• **Given problem**: Copy the entries below exactly. Images do not belong in the copy.

• **Data entries**:
* * * *

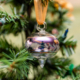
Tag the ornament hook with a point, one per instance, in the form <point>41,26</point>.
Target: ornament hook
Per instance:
<point>40,29</point>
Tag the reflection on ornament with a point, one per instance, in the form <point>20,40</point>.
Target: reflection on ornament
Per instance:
<point>40,10</point>
<point>55,31</point>
<point>42,45</point>
<point>68,6</point>
<point>70,16</point>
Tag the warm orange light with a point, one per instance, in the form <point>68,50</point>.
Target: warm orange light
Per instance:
<point>40,10</point>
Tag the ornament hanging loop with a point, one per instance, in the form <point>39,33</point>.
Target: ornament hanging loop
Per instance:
<point>41,29</point>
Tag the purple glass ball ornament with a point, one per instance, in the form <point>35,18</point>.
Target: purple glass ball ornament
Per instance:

* * * *

• **Written solution**:
Tag the ornament hook with a point, one per instance, in the form <point>41,26</point>.
Target: ornament hook
Per instance:
<point>40,29</point>
Tag the reflection on ornament with a point, one per instance, in the form <point>20,40</point>.
Target: reflection on ornament
Per instance:
<point>40,10</point>
<point>55,31</point>
<point>42,45</point>
<point>68,6</point>
<point>70,16</point>
Tag the warm orange light with a point, one per instance, in the form <point>68,50</point>.
Target: warm orange light
Per instance:
<point>40,10</point>
Tag the ornament hanging loop with a point, one per instance, in the form <point>39,33</point>.
Target: ornament hanging loop
Per instance:
<point>41,29</point>
Tag the purple glass ball ornament with a point, one per instance, in the form <point>35,18</point>.
Target: purple glass ball ornament
Per instance:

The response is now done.